▶ [ページ]
________________

ここ数日は、10年に一度の寒波などと言われています。
今住んでいる札幌はそこまでレアな寒さではないようですが、マイナス10度はやっぱりこたえます。さむい。
順番に百人一首を取り上げていたら、ちょうど冬らしい歌が出てきました。
出典は「千載集」冬 四一九。
作者の権中納言定頼とは藤原定頼(ふじわらのさだより)、藤原公任の息子にあたる人です。
父親譲りの才にあふれ、歌のほか音楽や書にも長けていたと言われています。
「網代木(あじろぎ)」とは川に打つ杭のようなもの。網代木の間に木や竹を編んだものをかけて魚をとる仕組みになっていて、宇治川の冬の風物詩的な存在でした。
現代でいうと、鮎をとるための「やな」みたいな感じでしょうか。
夜の間じゅう一面に立ち込めていた川霧が、明け方から少しずつ晴れて散り散りになってくる。途切れた隙間から見えるのは、宇治川に立てられた網代木たち。
宇治に行った時に、目の前にあった風景をサラッと詠んだ。ただそれだけなのに、とても洗練されていてセンスを感じます。美しい。
静かな朝の風景と、冬の冷たい空気感が伝わってくるような歌です。
自分の心情をひたすら歌い上げる、みたいなものとはまったく別の美しさ、強さ、そして切なさがありますね。
冬の宇治には何度か行ったことがありますが、独特の風情があって素敵です。澄んだ空気の中、しんしんと底冷えがしてとっても寒い。
定頼が見た宇治の朝は、今も本質的にはあまり変わっていないのかもしれません。

________________

▶ [抜き出したデータ]
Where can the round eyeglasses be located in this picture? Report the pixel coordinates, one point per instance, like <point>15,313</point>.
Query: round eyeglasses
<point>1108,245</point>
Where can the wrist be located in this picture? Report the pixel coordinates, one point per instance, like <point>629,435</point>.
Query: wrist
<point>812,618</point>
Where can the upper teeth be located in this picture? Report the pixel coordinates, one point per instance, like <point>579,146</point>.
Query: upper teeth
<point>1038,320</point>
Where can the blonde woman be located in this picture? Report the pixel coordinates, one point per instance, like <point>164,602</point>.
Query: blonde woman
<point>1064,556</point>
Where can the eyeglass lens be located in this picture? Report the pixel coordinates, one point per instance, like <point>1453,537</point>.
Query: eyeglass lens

________________

▶ [やること] 上の百人一首の歌を紹介した文章から、「ここ数日は、10年に一度の寒波などと言われています。」から「定頼が見た宇治の朝は、今も本質的にはあまり変わっていないのかもしれません。」までを一字も変えずに引用してください。

▶ [回答]
ここ数日は、10年に一度の寒波などと言われています。
今住んでいる札幌はそこまでレアな寒さではないようですが、マイナス10度はやっぱりこたえます。さむい。
順番に百人一首を取り上げていたら、ちょうど冬らしい歌が出てきました。
出典は「千載集」冬 四一九。
作者の権中納言定頼とは藤原定頼(ふじわらのさだより)、藤原公任の息子にあたる人です。
父親譲りの才にあふれ、歌のほか音楽や書にも長けていたと言われています。
「網代木(あじろぎ)」とは川に打つ杭のようなもの。網代木の間に木や竹を編んだものをかけて魚をとる仕組みになっていて、宇治川の冬の風物詩的な存在でした。
現代でいうと、鮎をとるための「やな」みたいな感じでしょうか。
夜の間じゅう一面に立ち込めていた川霧が、明け方から少しずつ晴れて散り散りになってくる。途切れた隙間から見えるのは、宇治川に立てられた網代木たち。
宇治に行った時に、目の前にあった風景をサラッと詠んだ。ただそれだけなのに、とても洗練されていてセンスを感じます。美しい。
静かな朝の風景と、冬の冷たい空気感が伝わってくるような歌です。
自分の心情をひたすら歌い上げる、みたいなものとはまったく別の美しさ、強さ、そして切なさがありますね。
冬の宇治には何度か行ったことがありますが、独特の風情があって素敵です。澄んだ空気の中、しんしんと底冷えがしてとっても寒い。
定頼が見た宇治の朝は、今も本質的にはあまり変わっていないのかもしれません。